- _SOURCE DOCUMENT_:

#####

From Singapore’s Changi airport it is only a short 2 hour flight across the Gulf of Thailand and into the Kingdom of Cambodia’s capital Phnom Penh – dubbed ‘The Pearl of Asia’.

Looking out the window on the descent one would expect a larger network of lights for a city that’s population is now nearing almost 1.5 million.

Located on the banks of the Mekong River and boasting textbook examples of French Imperialist architecture. Phnom Penh is Cambodia’s epicentre for economic and industrial activities, as well as security, politics, cultural heritage and diplomacy.

Travelling from the airport however, still hasn’t lost its original charm, with a large line of motorised rickshaws called ‘tuk tuks’ ferrying passengers to and from.

Whilst riding down the cities main thoroughfare, the sight and sound of construction is almost overwhelming. It appears half the city is literally under construction with a ‘pardon our progress’ sign for carrying on with business as usual.

From the outside looking in one would assume that the city is going from strength to strength under both communism and capitalism ideology. However, when discussing Cambodian politics more broadly it is clear there are many issues simmering beneath the surface.

#####

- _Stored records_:
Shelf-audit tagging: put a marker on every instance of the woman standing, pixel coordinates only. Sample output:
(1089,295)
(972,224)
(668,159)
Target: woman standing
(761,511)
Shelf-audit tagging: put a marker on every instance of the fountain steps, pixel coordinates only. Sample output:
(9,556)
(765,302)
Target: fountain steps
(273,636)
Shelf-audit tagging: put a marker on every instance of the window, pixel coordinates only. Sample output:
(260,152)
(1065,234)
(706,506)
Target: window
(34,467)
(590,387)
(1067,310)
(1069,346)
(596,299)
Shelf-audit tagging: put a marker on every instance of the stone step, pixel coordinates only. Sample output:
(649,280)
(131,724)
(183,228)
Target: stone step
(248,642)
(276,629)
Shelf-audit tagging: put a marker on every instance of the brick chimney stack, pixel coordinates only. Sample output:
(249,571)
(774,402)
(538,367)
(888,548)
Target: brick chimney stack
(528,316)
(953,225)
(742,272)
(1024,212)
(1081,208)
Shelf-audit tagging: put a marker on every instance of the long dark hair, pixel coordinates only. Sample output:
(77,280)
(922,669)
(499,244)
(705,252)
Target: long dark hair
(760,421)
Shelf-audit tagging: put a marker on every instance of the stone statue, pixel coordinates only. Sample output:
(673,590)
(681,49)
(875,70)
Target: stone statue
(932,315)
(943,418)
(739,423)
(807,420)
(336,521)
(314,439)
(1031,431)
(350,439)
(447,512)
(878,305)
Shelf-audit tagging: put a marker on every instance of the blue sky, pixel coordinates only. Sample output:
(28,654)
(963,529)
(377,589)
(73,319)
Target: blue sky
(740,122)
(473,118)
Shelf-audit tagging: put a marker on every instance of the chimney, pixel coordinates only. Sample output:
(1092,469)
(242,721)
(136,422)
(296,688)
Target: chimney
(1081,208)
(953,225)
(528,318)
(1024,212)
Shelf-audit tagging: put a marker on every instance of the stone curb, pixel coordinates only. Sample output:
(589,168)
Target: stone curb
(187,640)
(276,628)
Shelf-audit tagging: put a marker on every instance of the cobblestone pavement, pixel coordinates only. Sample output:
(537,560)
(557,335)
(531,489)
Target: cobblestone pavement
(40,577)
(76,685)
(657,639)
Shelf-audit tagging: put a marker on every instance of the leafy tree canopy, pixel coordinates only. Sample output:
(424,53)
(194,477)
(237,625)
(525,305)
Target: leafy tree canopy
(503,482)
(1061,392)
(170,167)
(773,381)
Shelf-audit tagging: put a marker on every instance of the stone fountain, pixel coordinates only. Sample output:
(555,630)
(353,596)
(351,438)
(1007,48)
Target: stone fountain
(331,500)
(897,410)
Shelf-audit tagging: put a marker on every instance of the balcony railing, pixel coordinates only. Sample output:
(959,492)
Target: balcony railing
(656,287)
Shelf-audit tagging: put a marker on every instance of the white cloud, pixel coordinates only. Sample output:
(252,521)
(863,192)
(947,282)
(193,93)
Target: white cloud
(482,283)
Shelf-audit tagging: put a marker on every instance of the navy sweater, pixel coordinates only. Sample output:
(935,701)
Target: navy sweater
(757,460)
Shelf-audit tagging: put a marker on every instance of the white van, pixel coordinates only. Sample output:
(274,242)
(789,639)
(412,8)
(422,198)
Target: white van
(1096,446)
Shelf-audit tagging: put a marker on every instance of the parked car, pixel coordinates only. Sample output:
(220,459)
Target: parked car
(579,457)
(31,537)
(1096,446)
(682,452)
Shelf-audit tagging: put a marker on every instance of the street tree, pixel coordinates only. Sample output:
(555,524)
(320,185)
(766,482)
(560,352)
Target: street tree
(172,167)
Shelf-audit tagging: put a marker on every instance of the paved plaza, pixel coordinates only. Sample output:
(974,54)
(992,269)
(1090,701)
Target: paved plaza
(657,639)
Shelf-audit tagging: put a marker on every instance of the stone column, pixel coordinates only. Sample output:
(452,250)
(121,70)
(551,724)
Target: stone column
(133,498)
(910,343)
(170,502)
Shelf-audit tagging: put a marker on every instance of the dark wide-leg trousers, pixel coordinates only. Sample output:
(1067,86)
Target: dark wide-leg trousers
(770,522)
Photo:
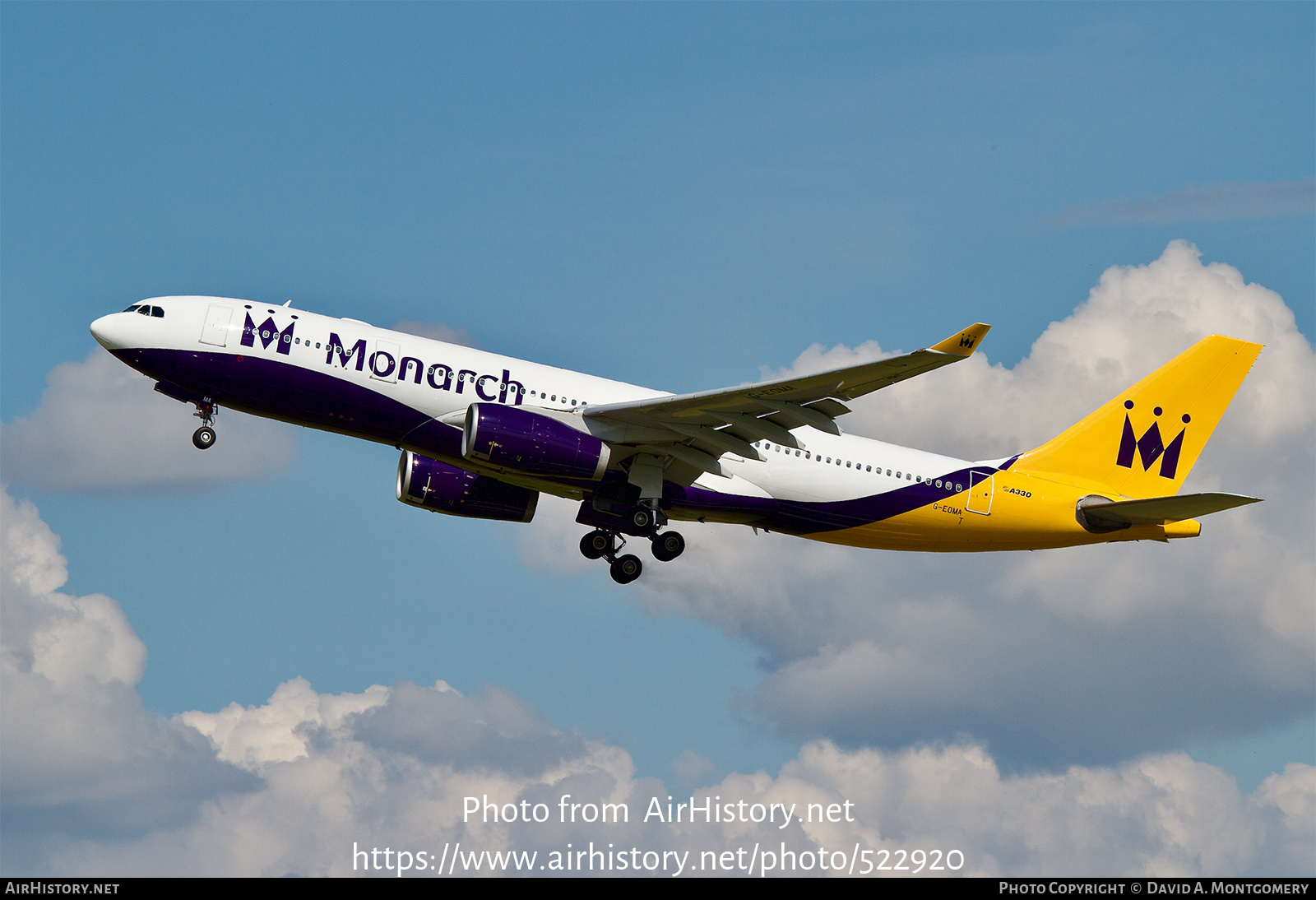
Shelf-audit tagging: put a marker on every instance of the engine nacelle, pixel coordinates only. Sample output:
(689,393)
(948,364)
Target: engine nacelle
(530,443)
(438,487)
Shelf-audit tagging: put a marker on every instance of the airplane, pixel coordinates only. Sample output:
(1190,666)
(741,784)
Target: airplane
(482,436)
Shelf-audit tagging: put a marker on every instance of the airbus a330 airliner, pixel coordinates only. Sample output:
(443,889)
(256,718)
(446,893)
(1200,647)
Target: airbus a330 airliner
(484,434)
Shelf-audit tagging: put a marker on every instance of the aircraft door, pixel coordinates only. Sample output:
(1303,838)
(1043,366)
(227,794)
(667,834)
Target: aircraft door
(980,489)
(216,329)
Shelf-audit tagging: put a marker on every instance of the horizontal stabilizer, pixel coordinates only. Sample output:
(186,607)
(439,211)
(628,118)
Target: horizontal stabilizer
(1160,511)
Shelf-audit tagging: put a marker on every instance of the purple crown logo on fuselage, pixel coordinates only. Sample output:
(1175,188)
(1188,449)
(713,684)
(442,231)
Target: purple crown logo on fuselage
(269,333)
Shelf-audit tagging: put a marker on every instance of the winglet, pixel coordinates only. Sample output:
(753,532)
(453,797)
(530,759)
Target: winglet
(965,342)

#####

- _TASK OBJECTIVE_: In the text about Phnom Penh above the records, what does the city serve as Cambodia's epicenter for?

- _FULL RESPONSE_:
- Economic and industrial activities
- Security
- Politics
- Cultural heritage
- Diplomacy